- What you need to do -
Would you give the entries again word for word, with no pictures in the copy?

======== Source data

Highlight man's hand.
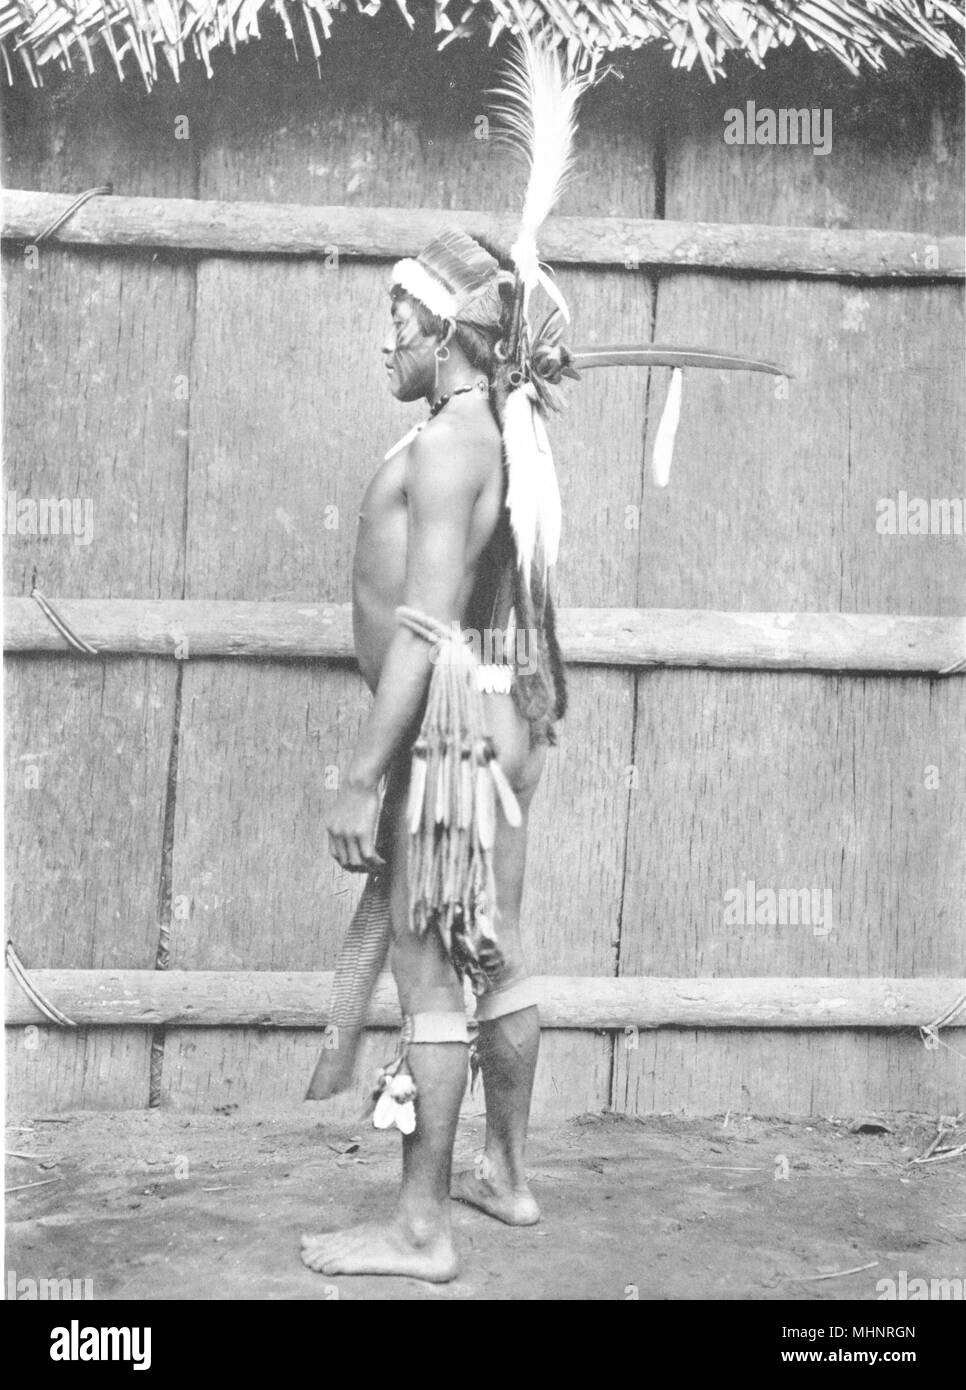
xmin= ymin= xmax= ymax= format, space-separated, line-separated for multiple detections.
xmin=326 ymin=782 xmax=385 ymax=873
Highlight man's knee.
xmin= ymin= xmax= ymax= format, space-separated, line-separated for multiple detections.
xmin=390 ymin=928 xmax=464 ymax=1014
xmin=475 ymin=915 xmax=533 ymax=1013
xmin=480 ymin=913 xmax=529 ymax=991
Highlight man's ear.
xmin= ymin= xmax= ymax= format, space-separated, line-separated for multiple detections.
xmin=438 ymin=319 xmax=455 ymax=350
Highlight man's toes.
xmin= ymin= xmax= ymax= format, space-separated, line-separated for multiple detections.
xmin=301 ymin=1234 xmax=359 ymax=1274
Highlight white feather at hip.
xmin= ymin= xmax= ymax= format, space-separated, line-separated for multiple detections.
xmin=503 ymin=383 xmax=562 ymax=587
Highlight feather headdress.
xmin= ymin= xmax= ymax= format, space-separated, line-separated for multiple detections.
xmin=391 ymin=226 xmax=501 ymax=325
xmin=491 ymin=28 xmax=593 ymax=326
xmin=490 ymin=26 xmax=593 ymax=593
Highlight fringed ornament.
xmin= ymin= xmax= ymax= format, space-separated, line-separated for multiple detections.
xmin=397 ymin=605 xmax=522 ymax=992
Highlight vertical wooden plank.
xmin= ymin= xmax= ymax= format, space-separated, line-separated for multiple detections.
xmin=183 ymin=258 xmax=408 ymax=602
xmin=160 ymin=1027 xmax=392 ymax=1118
xmin=2 ymin=252 xmax=193 ymax=599
xmin=2 ymin=74 xmax=199 ymax=1111
xmin=168 ymin=661 xmax=366 ymax=971
xmin=2 ymin=255 xmax=190 ymax=1109
xmin=617 ymin=52 xmax=965 ymax=1118
xmin=613 ymin=1030 xmax=965 ymax=1118
xmin=7 ymin=1029 xmax=154 ymax=1112
xmin=633 ymin=276 xmax=964 ymax=614
xmin=5 ymin=657 xmax=177 ymax=968
xmin=522 ymin=267 xmax=653 ymax=1116
xmin=843 ymin=284 xmax=965 ymax=615
xmin=661 ymin=50 xmax=964 ymax=234
xmin=620 ymin=670 xmax=965 ymax=978
xmin=165 ymin=256 xmax=384 ymax=1100
xmin=653 ymin=52 xmax=963 ymax=614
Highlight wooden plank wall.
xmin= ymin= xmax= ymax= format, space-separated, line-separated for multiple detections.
xmin=4 ymin=16 xmax=964 ymax=1117
xmin=614 ymin=53 xmax=965 ymax=1115
xmin=3 ymin=62 xmax=199 ymax=1107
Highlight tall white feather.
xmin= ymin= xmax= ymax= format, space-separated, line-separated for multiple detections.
xmin=504 ymin=384 xmax=562 ymax=587
xmin=491 ymin=27 xmax=591 ymax=323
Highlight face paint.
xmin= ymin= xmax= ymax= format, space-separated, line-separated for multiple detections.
xmin=384 ymin=298 xmax=435 ymax=402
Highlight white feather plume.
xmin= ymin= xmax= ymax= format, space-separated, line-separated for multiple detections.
xmin=491 ymin=25 xmax=592 ymax=322
xmin=504 ymin=383 xmax=562 ymax=587
xmin=651 ymin=368 xmax=683 ymax=488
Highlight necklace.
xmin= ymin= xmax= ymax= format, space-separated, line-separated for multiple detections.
xmin=384 ymin=379 xmax=489 ymax=463
xmin=428 ymin=378 xmax=488 ymax=419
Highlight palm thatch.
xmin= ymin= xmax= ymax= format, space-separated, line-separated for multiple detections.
xmin=1 ymin=0 xmax=963 ymax=89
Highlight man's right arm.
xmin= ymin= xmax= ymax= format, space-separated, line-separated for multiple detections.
xmin=327 ymin=424 xmax=483 ymax=871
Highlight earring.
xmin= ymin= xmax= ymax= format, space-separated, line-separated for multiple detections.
xmin=434 ymin=342 xmax=450 ymax=393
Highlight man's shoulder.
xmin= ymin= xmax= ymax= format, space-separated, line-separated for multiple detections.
xmin=406 ymin=407 xmax=502 ymax=486
xmin=419 ymin=402 xmax=501 ymax=456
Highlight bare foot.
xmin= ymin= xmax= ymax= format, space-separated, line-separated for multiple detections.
xmin=300 ymin=1220 xmax=458 ymax=1282
xmin=451 ymin=1168 xmax=541 ymax=1226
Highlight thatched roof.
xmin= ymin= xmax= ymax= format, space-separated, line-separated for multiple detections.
xmin=2 ymin=0 xmax=963 ymax=90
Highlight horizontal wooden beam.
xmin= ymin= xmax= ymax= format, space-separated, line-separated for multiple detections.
xmin=3 ymin=191 xmax=962 ymax=280
xmin=0 ymin=599 xmax=353 ymax=662
xmin=559 ymin=609 xmax=965 ymax=673
xmin=4 ymin=599 xmax=964 ymax=673
xmin=6 ymin=971 xmax=962 ymax=1031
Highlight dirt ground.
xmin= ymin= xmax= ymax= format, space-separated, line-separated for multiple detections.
xmin=6 ymin=1107 xmax=965 ymax=1301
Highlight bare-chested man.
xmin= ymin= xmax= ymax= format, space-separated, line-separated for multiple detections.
xmin=301 ymin=233 xmax=555 ymax=1282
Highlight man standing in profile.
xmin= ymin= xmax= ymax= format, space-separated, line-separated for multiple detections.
xmin=299 ymin=25 xmax=784 ymax=1282
xmin=301 ymin=222 xmax=567 ymax=1280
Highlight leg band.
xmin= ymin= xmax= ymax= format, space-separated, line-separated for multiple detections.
xmin=405 ymin=1011 xmax=471 ymax=1044
xmin=474 ymin=979 xmax=539 ymax=1023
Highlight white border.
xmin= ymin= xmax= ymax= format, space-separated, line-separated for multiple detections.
xmin=391 ymin=258 xmax=459 ymax=321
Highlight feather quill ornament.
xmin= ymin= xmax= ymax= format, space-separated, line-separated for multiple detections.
xmin=491 ymin=23 xmax=593 ymax=324
xmin=491 ymin=24 xmax=586 ymax=591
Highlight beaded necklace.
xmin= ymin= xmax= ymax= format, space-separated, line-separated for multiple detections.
xmin=428 ymin=378 xmax=489 ymax=419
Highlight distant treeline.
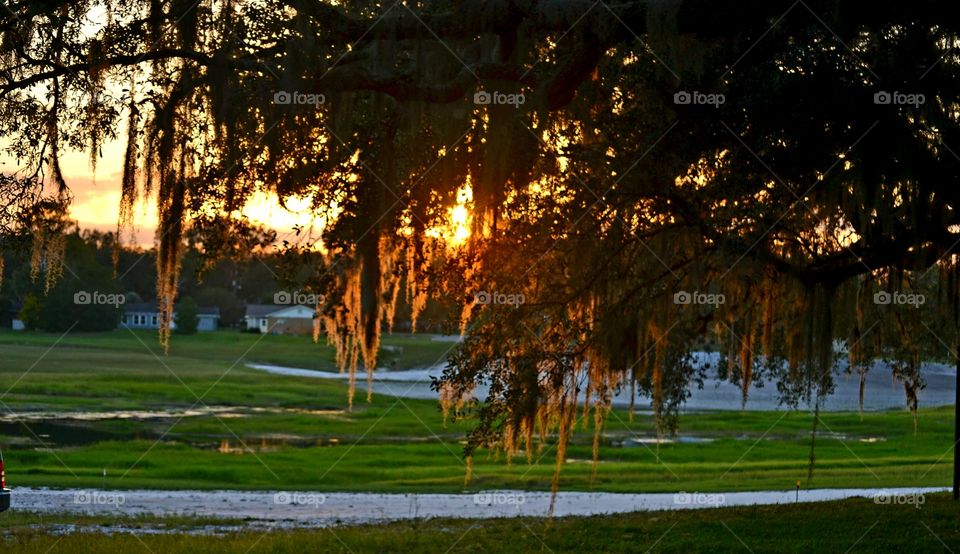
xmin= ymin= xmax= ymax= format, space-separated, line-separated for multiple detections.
xmin=0 ymin=227 xmax=454 ymax=333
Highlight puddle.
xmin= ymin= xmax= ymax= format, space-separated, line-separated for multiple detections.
xmin=10 ymin=486 xmax=948 ymax=530
xmin=0 ymin=421 xmax=444 ymax=451
xmin=247 ymin=363 xmax=439 ymax=383
xmin=0 ymin=407 xmax=248 ymax=423
xmin=0 ymin=420 xmax=130 ymax=447
xmin=0 ymin=406 xmax=346 ymax=424
xmin=0 ymin=405 xmax=348 ymax=450
xmin=621 ymin=436 xmax=715 ymax=446
xmin=28 ymin=523 xmax=266 ymax=537
xmin=213 ymin=437 xmax=341 ymax=453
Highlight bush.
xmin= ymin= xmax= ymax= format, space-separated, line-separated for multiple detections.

================

- Answer -
Highlight man's hand.
xmin= ymin= xmax= ymax= format, space-separated, line-separated for multiple detections.
xmin=326 ymin=782 xmax=385 ymax=873
Highlight man's knee.
xmin= ymin= xmax= ymax= format, space-separated, line-separated for multiple detections.
xmin=390 ymin=928 xmax=464 ymax=1014
xmin=475 ymin=915 xmax=533 ymax=1013
xmin=480 ymin=913 xmax=529 ymax=991
Highlight man's ear.
xmin= ymin= xmax= ymax= format, space-separated, line-separated for multiple detections.
xmin=438 ymin=319 xmax=455 ymax=350
Highlight man's toes.
xmin= ymin= xmax= ymax= format, space-separated, line-separated for multiple detections.
xmin=301 ymin=1234 xmax=359 ymax=1274
Highlight white feather at hip.
xmin= ymin= xmax= ymax= format, space-separated, line-separated for multiple detections.
xmin=503 ymin=383 xmax=562 ymax=587
Highlight feather headdress.
xmin= ymin= xmax= ymax= format, space-separated, line-separated for multiple detections.
xmin=391 ymin=226 xmax=501 ymax=325
xmin=491 ymin=28 xmax=593 ymax=326
xmin=490 ymin=26 xmax=593 ymax=593
Highlight fringed ornament.
xmin= ymin= xmax= ymax= format, space-separated, line-separated for multiple detections.
xmin=397 ymin=605 xmax=522 ymax=992
Highlight vertical wooden plank.
xmin= ymin= xmax= ymax= format, space-separated, line-separated for multiple detections.
xmin=183 ymin=258 xmax=408 ymax=602
xmin=160 ymin=1027 xmax=392 ymax=1118
xmin=2 ymin=252 xmax=193 ymax=599
xmin=2 ymin=74 xmax=199 ymax=1111
xmin=168 ymin=661 xmax=366 ymax=971
xmin=2 ymin=255 xmax=190 ymax=1109
xmin=617 ymin=52 xmax=965 ymax=1118
xmin=613 ymin=1030 xmax=965 ymax=1118
xmin=7 ymin=1029 xmax=154 ymax=1112
xmin=633 ymin=276 xmax=964 ymax=614
xmin=5 ymin=657 xmax=177 ymax=968
xmin=522 ymin=267 xmax=653 ymax=1116
xmin=843 ymin=284 xmax=965 ymax=615
xmin=661 ymin=50 xmax=964 ymax=234
xmin=620 ymin=670 xmax=965 ymax=978
xmin=165 ymin=256 xmax=384 ymax=1100
xmin=653 ymin=52 xmax=963 ymax=614
Highlight wooden plank wall.
xmin= ymin= xmax= ymax= format, space-separated, line-separated for multiple detections.
xmin=4 ymin=16 xmax=964 ymax=1117
xmin=614 ymin=53 xmax=965 ymax=1115
xmin=3 ymin=62 xmax=199 ymax=1107
Highlight tall white feather.
xmin= ymin= xmax= ymax= format, space-separated, line-separated for multiple detections.
xmin=504 ymin=384 xmax=562 ymax=587
xmin=491 ymin=27 xmax=591 ymax=323
Highlight face paint.
xmin= ymin= xmax= ymax= format, space-separated, line-separated for multiple detections.
xmin=384 ymin=298 xmax=435 ymax=402
Highlight white feather plume.
xmin= ymin= xmax= ymax= format, space-separated, line-separated for multiple detections.
xmin=491 ymin=25 xmax=592 ymax=322
xmin=504 ymin=383 xmax=562 ymax=587
xmin=651 ymin=368 xmax=683 ymax=488
Highlight necklace.
xmin= ymin= xmax= ymax= format, space-separated, line-separated for multiple detections.
xmin=384 ymin=379 xmax=489 ymax=463
xmin=428 ymin=378 xmax=488 ymax=419
Highlight palm thatch.
xmin= ymin= xmax= ymax= format, space-separated, line-separated for multiple detections.
xmin=1 ymin=0 xmax=963 ymax=89
Highlight man's right arm.
xmin= ymin= xmax= ymax= format, space-separated, line-separated for multiple detections.
xmin=327 ymin=424 xmax=483 ymax=871
Highlight earring.
xmin= ymin= xmax= ymax= format, space-separated, line-separated for multiple detections.
xmin=434 ymin=342 xmax=450 ymax=393
Highlight man's shoulder.
xmin= ymin= xmax= ymax= format, space-separated, line-separated for multiple detections.
xmin=406 ymin=407 xmax=502 ymax=486
xmin=419 ymin=402 xmax=501 ymax=456
Highlight bare foot.
xmin= ymin= xmax= ymax= format, space-separated, line-separated for multiple detections.
xmin=300 ymin=1220 xmax=458 ymax=1282
xmin=451 ymin=1168 xmax=541 ymax=1226
Highlight thatched roof.
xmin= ymin= xmax= ymax= format, space-separated, line-separated for multiple detections.
xmin=2 ymin=0 xmax=963 ymax=90
Highlight horizontal wooden beam.
xmin= ymin= xmax= ymax= format, space-separated, line-separated for multiple detections.
xmin=3 ymin=191 xmax=962 ymax=280
xmin=0 ymin=599 xmax=353 ymax=662
xmin=559 ymin=609 xmax=965 ymax=673
xmin=4 ymin=599 xmax=964 ymax=673
xmin=6 ymin=971 xmax=962 ymax=1031
Highlight dirt ground.
xmin= ymin= xmax= ymax= format, space-separated, line-separated for multiple detections.
xmin=6 ymin=1107 xmax=965 ymax=1301
Highlight bare-chested man.
xmin= ymin= xmax= ymax= format, space-separated, line-separated for multiple detections.
xmin=301 ymin=233 xmax=555 ymax=1282
Highlight man standing in profile.
xmin= ymin= xmax= ymax= format, space-separated, line-separated for multiple detections.
xmin=299 ymin=25 xmax=784 ymax=1282
xmin=301 ymin=222 xmax=567 ymax=1280
Highlight leg band.
xmin= ymin= xmax= ymax= format, space-separated, line-separated for multiple detections.
xmin=405 ymin=1011 xmax=471 ymax=1044
xmin=474 ymin=979 xmax=539 ymax=1023
Highlight white border.
xmin= ymin= xmax= ymax= format, space-separated, line-separated for multiple detections.
xmin=391 ymin=258 xmax=459 ymax=321
Highlight feather quill ornament.
xmin= ymin= xmax= ymax= format, space-separated, line-separated for multiple detections.
xmin=491 ymin=23 xmax=593 ymax=324
xmin=491 ymin=24 xmax=586 ymax=591
Highlight beaded necklace.
xmin= ymin= xmax= ymax= format, space-separated, line-separated for multiple detections.
xmin=428 ymin=378 xmax=489 ymax=419
Highlight distant treeline.
xmin= ymin= xmax= ymax= format, space-separated, line-separated for multiple detections.
xmin=0 ymin=227 xmax=454 ymax=333
Highlight puddle.
xmin= ymin= xmax= ymax= format, space-separated, line-separated for multiple detections.
xmin=10 ymin=486 xmax=948 ymax=530
xmin=0 ymin=421 xmax=444 ymax=451
xmin=247 ymin=363 xmax=439 ymax=383
xmin=0 ymin=407 xmax=248 ymax=423
xmin=0 ymin=420 xmax=130 ymax=447
xmin=0 ymin=406 xmax=346 ymax=424
xmin=0 ymin=405 xmax=348 ymax=450
xmin=621 ymin=436 xmax=715 ymax=446
xmin=28 ymin=523 xmax=266 ymax=537
xmin=213 ymin=437 xmax=341 ymax=453
Highlight bush.
xmin= ymin= xmax= ymax= format, space-separated, line-separated for multiple detections.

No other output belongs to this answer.